TASKS ▸
1. In the forum thread about the file command, what does running file with the -D option display?
2. According to the forum thread about the file command, why is Vim a relatively poor tool for diagnosing file's output? Answer in one to three sentences.
3. Please write out the part of the forum thread about the file command that opens with the words containing "What could cause" and closes with "diagnose file's output.".

DOCUMENT SECTION ▸
|---|
What could cause the file command in Linux to report a text file as binary data?

Vim tries very hard to make sense of whatever you throw at it without complaining. This makes it a relatively poor tool to use to diagnose file's output.

Vim's "[converted]" notice indicates there was something in the file that vim wouldn't expect to see in the text encoding suggested by your locale settings (LANG etc).

Others have already suggested

  • cat -v
  • xxd

You could try grepping for non-ASCII characters.

  • grep -P '[\x7f-\xff]' filename

The other possibility is non-standard line-endings for the platform (i.e. CRLF or CR) but I'd expect file to cope with that and report "DOS text file" or similar.


If you run file -D filename, file displays debugging information, including the tests it performs. Near the end, it will show what test was successful in determining the file type.

For a regular text file, it looks like this:

[31> 0 regex,=^package[ \t]+[0-9A-Za-z_:]+ *;,""]
1 == 0 = 0
ascmagic 1
filename.txt: ISO-8859 text, with CRLF line terminators

This will tell you what it found to determine it's that mime type.
|---|
[Spatial localization data]
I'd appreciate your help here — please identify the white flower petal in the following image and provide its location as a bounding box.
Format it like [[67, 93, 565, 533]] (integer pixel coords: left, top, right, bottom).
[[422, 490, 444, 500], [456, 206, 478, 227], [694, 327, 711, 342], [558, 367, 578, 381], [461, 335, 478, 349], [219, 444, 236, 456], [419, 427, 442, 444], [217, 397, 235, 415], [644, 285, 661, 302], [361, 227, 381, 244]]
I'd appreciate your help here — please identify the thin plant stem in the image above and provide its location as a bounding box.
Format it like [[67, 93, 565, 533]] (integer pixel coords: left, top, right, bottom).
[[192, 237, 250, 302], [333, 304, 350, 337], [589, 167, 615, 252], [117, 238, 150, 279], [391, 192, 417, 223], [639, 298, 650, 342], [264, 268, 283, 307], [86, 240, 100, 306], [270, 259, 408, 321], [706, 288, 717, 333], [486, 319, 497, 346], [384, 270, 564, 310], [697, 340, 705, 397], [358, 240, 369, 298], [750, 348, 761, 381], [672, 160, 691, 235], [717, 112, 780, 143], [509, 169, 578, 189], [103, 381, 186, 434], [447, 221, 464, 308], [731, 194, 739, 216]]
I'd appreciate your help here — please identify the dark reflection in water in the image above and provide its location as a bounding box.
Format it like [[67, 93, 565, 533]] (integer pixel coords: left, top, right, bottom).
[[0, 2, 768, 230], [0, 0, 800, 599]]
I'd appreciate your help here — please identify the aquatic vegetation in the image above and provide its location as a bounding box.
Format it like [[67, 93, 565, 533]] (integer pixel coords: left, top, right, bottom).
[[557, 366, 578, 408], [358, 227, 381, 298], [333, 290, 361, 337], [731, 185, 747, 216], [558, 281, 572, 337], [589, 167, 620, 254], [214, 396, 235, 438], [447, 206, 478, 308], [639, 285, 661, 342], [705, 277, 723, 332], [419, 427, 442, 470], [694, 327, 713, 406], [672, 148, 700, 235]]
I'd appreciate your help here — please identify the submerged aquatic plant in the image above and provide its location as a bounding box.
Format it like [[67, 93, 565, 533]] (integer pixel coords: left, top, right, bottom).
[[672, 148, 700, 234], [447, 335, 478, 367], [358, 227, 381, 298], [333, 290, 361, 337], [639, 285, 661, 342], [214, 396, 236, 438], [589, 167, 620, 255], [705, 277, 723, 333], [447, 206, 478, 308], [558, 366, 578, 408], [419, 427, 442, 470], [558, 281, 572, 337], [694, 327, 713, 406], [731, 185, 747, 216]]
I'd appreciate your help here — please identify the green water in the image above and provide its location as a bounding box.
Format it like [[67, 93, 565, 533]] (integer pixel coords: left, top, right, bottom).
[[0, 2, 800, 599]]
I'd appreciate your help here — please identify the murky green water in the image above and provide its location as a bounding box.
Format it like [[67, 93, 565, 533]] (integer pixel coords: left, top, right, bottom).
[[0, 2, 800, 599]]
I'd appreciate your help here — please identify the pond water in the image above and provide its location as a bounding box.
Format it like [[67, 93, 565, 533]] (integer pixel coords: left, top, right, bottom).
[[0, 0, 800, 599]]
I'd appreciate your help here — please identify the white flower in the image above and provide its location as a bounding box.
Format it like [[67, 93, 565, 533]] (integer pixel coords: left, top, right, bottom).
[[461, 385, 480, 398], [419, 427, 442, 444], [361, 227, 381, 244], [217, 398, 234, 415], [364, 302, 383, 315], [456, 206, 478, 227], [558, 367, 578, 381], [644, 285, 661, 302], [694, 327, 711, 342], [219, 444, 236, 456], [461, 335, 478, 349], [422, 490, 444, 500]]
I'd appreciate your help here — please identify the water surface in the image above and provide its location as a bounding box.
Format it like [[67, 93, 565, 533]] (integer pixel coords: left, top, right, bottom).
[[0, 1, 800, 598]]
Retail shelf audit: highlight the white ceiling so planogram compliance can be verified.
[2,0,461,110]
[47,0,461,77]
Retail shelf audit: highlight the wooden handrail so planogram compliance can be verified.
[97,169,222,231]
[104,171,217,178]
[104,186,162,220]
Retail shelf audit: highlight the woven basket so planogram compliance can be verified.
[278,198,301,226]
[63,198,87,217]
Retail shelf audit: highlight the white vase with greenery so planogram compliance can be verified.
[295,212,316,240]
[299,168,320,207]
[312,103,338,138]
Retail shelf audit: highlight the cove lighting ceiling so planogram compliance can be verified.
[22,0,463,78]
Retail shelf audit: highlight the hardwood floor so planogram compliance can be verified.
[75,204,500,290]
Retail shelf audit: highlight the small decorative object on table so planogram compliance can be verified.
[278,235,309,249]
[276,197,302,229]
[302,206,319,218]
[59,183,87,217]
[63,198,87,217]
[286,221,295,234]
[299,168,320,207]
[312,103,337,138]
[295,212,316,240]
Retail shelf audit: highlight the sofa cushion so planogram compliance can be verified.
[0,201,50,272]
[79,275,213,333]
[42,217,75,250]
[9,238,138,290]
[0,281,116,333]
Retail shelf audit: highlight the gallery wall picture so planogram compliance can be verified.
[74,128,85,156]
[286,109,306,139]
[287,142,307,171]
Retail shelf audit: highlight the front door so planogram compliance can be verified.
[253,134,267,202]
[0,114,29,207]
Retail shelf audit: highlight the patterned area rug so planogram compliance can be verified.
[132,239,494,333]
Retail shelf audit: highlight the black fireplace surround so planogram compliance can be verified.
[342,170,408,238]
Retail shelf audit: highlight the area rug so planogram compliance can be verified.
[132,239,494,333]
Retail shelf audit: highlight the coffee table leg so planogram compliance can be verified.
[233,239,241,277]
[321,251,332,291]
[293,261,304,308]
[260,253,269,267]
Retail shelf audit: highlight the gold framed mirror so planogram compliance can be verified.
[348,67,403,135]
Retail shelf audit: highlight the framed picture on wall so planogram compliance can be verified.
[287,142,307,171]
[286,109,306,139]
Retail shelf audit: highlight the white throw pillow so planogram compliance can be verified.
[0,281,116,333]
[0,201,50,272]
|---|
ANSWERS PROVIDED ▸
1. Debugging information, including the tests file performs.

2. Vim tries very hard to make sense of whatever you throw at it without complaining. That makes it a poor tool for diagnosing file's output.

3.
What could cause the file command in Linux to report a text file as binary data?

Vim tries very hard to make sense of whatever you throw at it without complaining. This makes it a relatively poor tool to use to diagnose file's output.